--- ENTRIES SHOWN Enclosed Below ---
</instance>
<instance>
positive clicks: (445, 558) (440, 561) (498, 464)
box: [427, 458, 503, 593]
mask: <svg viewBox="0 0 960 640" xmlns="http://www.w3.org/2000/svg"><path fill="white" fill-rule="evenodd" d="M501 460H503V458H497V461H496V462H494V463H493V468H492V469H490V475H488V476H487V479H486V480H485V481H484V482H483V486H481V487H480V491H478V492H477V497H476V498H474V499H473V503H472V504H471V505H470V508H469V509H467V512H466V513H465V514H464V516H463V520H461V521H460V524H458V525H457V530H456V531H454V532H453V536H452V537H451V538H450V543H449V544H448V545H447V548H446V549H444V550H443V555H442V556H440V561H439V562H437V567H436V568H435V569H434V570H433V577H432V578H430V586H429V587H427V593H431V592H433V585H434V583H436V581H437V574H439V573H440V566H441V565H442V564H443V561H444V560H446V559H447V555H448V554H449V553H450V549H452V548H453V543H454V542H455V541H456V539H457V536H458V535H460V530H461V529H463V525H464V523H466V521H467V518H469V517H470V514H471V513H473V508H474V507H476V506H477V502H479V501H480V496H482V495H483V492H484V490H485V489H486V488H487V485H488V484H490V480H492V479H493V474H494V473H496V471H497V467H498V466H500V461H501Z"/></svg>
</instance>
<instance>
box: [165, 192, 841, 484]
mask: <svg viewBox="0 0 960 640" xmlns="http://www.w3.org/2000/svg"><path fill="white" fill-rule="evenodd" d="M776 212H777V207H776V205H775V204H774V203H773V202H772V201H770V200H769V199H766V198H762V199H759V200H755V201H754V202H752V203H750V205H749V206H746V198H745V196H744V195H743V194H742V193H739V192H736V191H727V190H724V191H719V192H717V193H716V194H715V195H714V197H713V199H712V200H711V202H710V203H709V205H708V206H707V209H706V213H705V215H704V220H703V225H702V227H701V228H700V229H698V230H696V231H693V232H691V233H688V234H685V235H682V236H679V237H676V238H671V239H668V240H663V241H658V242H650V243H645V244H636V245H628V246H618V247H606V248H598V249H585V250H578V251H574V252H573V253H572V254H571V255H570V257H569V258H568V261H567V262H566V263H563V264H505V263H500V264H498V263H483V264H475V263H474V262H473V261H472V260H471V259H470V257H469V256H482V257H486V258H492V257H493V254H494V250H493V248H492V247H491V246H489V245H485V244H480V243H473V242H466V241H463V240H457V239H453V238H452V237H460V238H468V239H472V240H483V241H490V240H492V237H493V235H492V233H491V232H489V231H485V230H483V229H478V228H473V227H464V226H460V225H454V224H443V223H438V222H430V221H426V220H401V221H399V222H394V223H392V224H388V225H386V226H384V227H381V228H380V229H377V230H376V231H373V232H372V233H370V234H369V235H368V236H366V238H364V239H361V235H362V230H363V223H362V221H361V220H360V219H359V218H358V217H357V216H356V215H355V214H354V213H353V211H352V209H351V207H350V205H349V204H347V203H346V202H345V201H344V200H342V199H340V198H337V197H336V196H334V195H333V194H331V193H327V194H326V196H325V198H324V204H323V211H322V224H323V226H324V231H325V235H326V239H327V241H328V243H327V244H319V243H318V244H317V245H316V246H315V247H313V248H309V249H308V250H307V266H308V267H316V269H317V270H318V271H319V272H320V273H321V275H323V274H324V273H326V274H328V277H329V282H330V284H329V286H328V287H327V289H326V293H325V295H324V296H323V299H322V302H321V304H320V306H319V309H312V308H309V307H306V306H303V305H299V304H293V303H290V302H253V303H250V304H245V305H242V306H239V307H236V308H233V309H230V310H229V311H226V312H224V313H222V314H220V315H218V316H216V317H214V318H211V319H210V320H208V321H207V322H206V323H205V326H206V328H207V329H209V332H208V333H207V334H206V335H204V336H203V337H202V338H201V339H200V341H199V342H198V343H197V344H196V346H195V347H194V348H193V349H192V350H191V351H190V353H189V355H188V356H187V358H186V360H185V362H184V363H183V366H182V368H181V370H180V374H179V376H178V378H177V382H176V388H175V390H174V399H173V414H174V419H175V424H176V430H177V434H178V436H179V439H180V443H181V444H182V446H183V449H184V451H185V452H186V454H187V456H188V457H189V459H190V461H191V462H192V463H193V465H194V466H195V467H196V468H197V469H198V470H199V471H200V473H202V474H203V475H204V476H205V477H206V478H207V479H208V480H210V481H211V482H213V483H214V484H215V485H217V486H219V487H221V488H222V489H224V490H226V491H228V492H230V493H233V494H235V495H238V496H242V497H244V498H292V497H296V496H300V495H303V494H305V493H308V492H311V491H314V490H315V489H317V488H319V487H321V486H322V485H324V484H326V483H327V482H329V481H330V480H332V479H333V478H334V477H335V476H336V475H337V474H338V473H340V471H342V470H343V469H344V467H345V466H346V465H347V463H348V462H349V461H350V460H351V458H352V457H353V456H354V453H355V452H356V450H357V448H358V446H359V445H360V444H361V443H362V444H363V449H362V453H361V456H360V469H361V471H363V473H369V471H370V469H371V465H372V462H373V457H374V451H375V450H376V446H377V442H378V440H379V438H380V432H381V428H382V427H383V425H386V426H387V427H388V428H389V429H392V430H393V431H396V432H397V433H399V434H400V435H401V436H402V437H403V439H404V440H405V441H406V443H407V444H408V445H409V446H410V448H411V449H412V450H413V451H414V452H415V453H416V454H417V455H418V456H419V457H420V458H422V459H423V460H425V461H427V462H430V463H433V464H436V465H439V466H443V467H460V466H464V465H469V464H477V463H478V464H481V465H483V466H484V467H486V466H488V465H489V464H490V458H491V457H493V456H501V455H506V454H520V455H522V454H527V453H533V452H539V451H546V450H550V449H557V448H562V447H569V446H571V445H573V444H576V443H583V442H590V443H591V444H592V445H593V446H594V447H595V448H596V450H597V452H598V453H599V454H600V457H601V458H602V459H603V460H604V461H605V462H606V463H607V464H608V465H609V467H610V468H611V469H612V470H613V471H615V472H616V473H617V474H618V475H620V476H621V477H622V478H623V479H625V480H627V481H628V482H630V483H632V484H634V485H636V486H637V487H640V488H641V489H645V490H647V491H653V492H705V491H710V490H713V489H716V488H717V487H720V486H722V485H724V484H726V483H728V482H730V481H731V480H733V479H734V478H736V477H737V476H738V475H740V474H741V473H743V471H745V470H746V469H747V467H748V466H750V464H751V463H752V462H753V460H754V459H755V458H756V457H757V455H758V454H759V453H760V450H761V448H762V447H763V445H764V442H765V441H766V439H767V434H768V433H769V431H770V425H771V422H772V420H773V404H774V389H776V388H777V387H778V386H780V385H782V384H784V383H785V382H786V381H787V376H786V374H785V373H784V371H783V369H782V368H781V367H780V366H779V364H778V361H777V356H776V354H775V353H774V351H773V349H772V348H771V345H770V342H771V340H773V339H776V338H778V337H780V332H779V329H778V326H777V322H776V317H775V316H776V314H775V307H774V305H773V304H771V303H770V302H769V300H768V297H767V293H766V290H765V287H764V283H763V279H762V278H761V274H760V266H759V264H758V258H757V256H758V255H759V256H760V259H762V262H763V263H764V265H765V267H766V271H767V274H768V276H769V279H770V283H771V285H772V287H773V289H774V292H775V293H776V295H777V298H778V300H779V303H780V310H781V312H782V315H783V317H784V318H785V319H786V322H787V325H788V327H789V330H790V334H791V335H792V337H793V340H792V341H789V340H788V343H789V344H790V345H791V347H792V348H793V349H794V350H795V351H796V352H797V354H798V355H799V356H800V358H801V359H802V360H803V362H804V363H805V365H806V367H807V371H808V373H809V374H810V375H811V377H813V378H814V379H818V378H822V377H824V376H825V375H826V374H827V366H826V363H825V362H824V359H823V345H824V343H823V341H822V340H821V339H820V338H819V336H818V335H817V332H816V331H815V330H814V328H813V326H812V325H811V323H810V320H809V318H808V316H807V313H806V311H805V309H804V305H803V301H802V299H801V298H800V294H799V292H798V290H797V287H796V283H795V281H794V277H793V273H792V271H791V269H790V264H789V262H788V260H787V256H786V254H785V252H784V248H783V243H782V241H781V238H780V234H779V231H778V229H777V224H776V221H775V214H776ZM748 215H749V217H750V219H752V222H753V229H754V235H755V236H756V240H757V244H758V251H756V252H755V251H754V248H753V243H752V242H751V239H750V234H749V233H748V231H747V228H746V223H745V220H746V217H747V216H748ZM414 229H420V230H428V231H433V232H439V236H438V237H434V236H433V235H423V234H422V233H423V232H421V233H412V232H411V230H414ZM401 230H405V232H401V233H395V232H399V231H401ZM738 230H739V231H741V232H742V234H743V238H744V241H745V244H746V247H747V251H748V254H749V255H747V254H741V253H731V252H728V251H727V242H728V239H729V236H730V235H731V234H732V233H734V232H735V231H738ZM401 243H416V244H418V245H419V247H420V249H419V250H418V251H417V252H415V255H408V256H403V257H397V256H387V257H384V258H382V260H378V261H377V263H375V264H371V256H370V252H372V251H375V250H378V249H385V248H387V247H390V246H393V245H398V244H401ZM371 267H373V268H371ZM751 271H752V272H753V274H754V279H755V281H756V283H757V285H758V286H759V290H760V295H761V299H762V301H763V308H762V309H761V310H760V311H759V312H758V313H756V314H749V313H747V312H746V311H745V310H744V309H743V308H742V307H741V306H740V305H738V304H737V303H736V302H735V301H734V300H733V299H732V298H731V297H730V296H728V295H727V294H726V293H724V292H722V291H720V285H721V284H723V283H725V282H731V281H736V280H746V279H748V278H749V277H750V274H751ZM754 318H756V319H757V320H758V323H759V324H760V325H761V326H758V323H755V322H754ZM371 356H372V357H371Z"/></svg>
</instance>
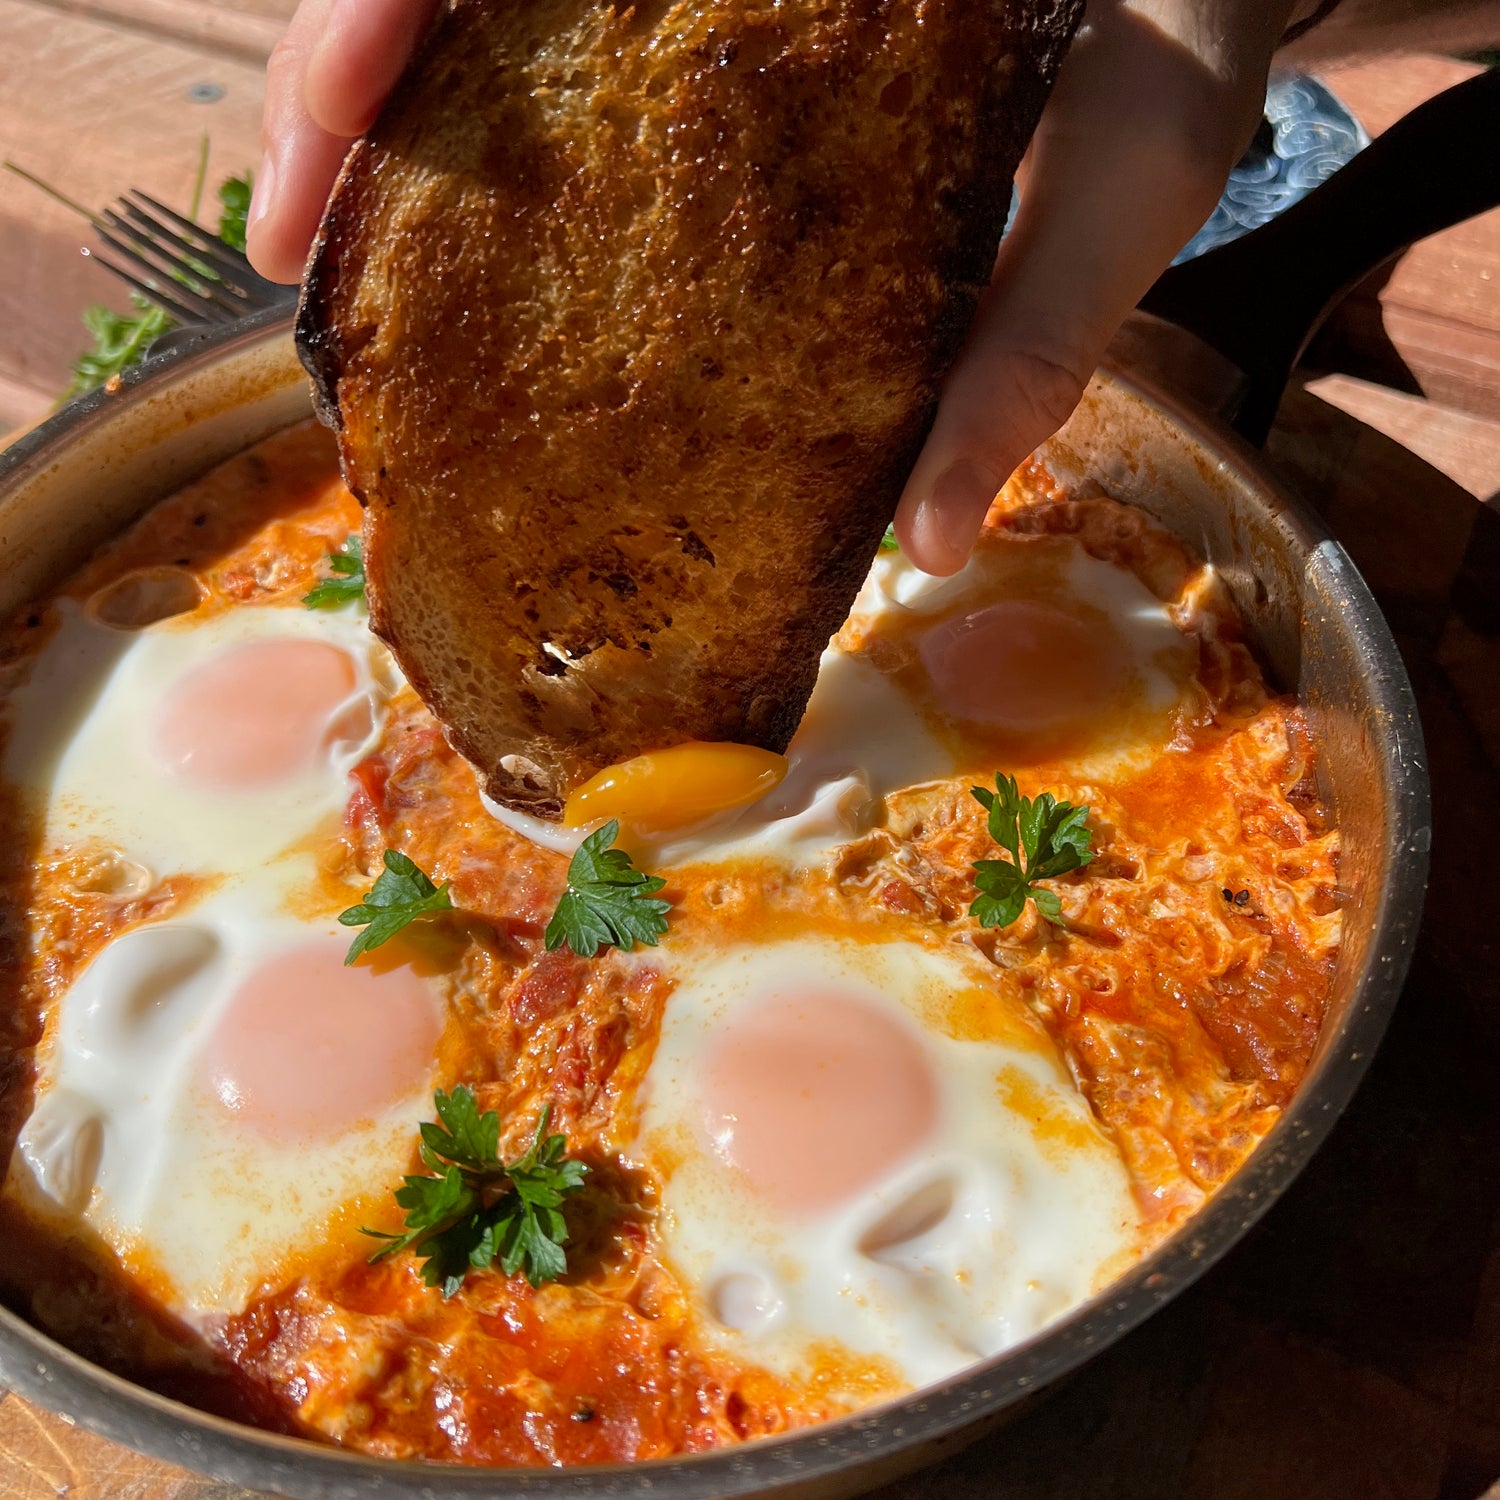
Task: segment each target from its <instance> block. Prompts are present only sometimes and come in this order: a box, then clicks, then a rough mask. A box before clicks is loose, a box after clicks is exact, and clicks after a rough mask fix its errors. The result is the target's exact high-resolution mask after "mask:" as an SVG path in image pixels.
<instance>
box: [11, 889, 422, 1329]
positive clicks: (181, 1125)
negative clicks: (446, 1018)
mask: <svg viewBox="0 0 1500 1500" xmlns="http://www.w3.org/2000/svg"><path fill="white" fill-rule="evenodd" d="M282 886H284V880H282V879H279V877H263V876H246V877H245V879H240V880H233V882H228V883H226V885H225V886H223V888H222V889H220V891H217V892H216V894H214V895H213V897H210V898H208V900H205V901H202V903H201V904H196V906H192V907H189V909H187V910H184V912H180V913H177V915H174V916H172V918H171V919H168V921H160V922H147V924H144V926H141V927H136V929H132V930H130V932H127V933H124V935H123V936H120V938H117V939H115V941H114V942H113V944H110V945H108V947H107V948H105V950H104V951H102V953H101V954H99V956H98V957H96V959H95V960H93V963H90V965H89V968H87V969H84V972H83V974H81V975H80V977H78V980H77V981H75V983H74V986H72V989H71V990H69V992H68V995H66V996H65V998H63V1002H62V1005H60V1008H58V1014H57V1016H55V1017H54V1019H52V1023H51V1025H49V1028H48V1035H46V1038H45V1041H43V1046H42V1047H40V1049H39V1053H37V1073H39V1083H37V1101H36V1107H34V1110H33V1112H31V1116H30V1119H28V1121H27V1124H26V1127H24V1130H23V1131H21V1137H20V1140H18V1145H17V1152H15V1157H13V1158H12V1167H10V1179H9V1184H7V1191H9V1193H13V1194H18V1196H20V1197H21V1200H23V1202H24V1203H26V1205H28V1206H30V1208H31V1209H33V1211H34V1212H37V1214H40V1215H42V1217H54V1218H57V1217H62V1218H68V1220H71V1221H77V1220H83V1223H86V1224H87V1226H89V1227H90V1229H92V1230H93V1232H95V1233H96V1235H99V1236H101V1238H102V1239H104V1241H105V1242H107V1244H108V1245H110V1247H111V1248H113V1250H114V1251H115V1253H117V1254H118V1256H120V1257H121V1260H123V1262H124V1263H126V1265H127V1266H130V1268H132V1271H133V1272H135V1274H136V1277H138V1278H139V1280H141V1281H142V1283H145V1284H147V1286H150V1287H151V1289H153V1290H154V1292H156V1295H157V1296H159V1298H160V1301H162V1302H163V1304H165V1305H166V1307H169V1308H171V1310H172V1311H174V1313H177V1314H178V1316H183V1317H187V1319H193V1317H201V1316H205V1314H211V1313H214V1311H233V1310H237V1308H240V1307H243V1305H245V1304H246V1301H248V1298H249V1296H251V1293H254V1290H255V1289H257V1287H258V1286H261V1284H263V1283H270V1284H275V1283H276V1281H278V1280H284V1278H285V1275H287V1274H288V1269H290V1268H291V1266H293V1265H294V1262H296V1257H297V1256H300V1254H303V1253H306V1251H309V1250H317V1248H318V1247H321V1245H324V1244H326V1242H327V1241H329V1238H330V1232H332V1229H333V1227H335V1224H336V1221H338V1218H339V1215H341V1214H342V1211H344V1209H345V1208H347V1206H348V1205H351V1203H354V1202H357V1200H360V1199H363V1197H369V1196H371V1194H378V1196H384V1194H386V1193H387V1191H389V1184H390V1182H393V1181H398V1179H399V1178H401V1175H402V1172H404V1170H405V1169H407V1166H408V1161H410V1157H411V1146H413V1140H414V1139H416V1133H417V1125H419V1122H420V1121H422V1119H425V1118H428V1116H431V1109H432V1088H434V1073H435V1050H437V1046H438V1040H440V1035H441V1031H443V1014H444V1013H443V1005H441V999H440V996H438V995H437V993H435V992H434V990H432V987H431V984H429V983H428V981H426V980H423V978H422V977H420V975H419V974H417V972H416V969H413V968H411V966H410V965H404V963H383V965H371V963H362V965H359V966H353V968H345V965H344V954H345V951H347V948H348V942H350V933H348V929H342V927H339V926H338V922H336V921H335V919H333V918H329V919H324V921H299V919H297V918H294V916H291V915H290V913H288V912H287V910H285V907H284V900H282V897H284V894H285V892H284V889H282ZM345 1235H347V1229H345Z"/></svg>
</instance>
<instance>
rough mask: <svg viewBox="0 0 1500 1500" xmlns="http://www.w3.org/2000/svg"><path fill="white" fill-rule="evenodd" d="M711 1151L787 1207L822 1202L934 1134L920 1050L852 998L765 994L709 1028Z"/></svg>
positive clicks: (707, 1083)
mask: <svg viewBox="0 0 1500 1500" xmlns="http://www.w3.org/2000/svg"><path fill="white" fill-rule="evenodd" d="M700 1091H702V1092H700V1098H702V1121H703V1130H705V1133H706V1136H708V1139H709V1140H711V1142H712V1145H714V1149H715V1151H717V1152H718V1155H720V1157H721V1158H723V1160H724V1161H726V1163H727V1164H729V1166H732V1167H738V1169H739V1170H741V1172H742V1173H744V1175H745V1176H747V1178H748V1179H750V1182H751V1184H753V1185H754V1187H756V1190H759V1191H760V1193H762V1194H763V1196H765V1197H768V1199H769V1200H771V1202H772V1203H775V1205H777V1206H778V1208H781V1209H784V1211H786V1212H790V1214H799V1215H805V1214H813V1212H817V1211H820V1209H826V1208H832V1206H835V1205H838V1203H841V1202H844V1200H846V1199H849V1197H850V1196H852V1194H855V1193H858V1191H859V1190H861V1188H864V1187H867V1185H868V1184H871V1182H874V1181H876V1179H877V1178H880V1176H882V1175H883V1173H885V1172H888V1170H889V1169H891V1167H892V1166H894V1164H895V1163H898V1161H900V1160H901V1158H903V1157H906V1155H907V1154H910V1152H912V1151H915V1149H916V1148H919V1146H921V1145H922V1142H924V1140H926V1139H927V1137H929V1136H930V1134H932V1131H933V1127H935V1125H936V1122H938V1085H936V1082H935V1079H933V1073H932V1068H930V1065H929V1061H927V1058H926V1055H924V1052H922V1046H921V1043H919V1040H918V1038H916V1037H913V1035H912V1034H910V1032H909V1031H907V1029H906V1028H904V1026H901V1025H900V1023H898V1022H897V1020H894V1019H892V1017H891V1016H888V1014H886V1013H885V1011H883V1010H880V1008H877V1007H874V1005H871V1004H870V1002H868V1001H864V999H859V998H858V996H855V995H847V993H841V992H837V990H807V992H799V993H789V995H772V996H768V998H766V999H763V1001H762V1002H760V1004H757V1005H753V1007H750V1008H747V1010H742V1011H739V1014H736V1016H735V1017H732V1019H730V1022H729V1023H727V1025H726V1026H724V1028H723V1029H721V1031H720V1032H718V1034H717V1037H715V1038H714V1043H712V1047H711V1049H709V1053H708V1059H706V1067H705V1070H703V1074H702V1083H700Z"/></svg>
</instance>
--- End of Enclosed ENTRIES SHOWN ---
*TASK DIRECTIONS*
Copy the items from their beginning through the line containing "box: [427, 458, 503, 593]", renaming "positive clicks" to "foreground clicks" and leaving everything else unchanged, and give only those lines.

*ANSWER SPACE*
</instance>
<instance>
foreground clicks: (445, 558) (440, 561) (498, 464)
box: [427, 458, 503, 593]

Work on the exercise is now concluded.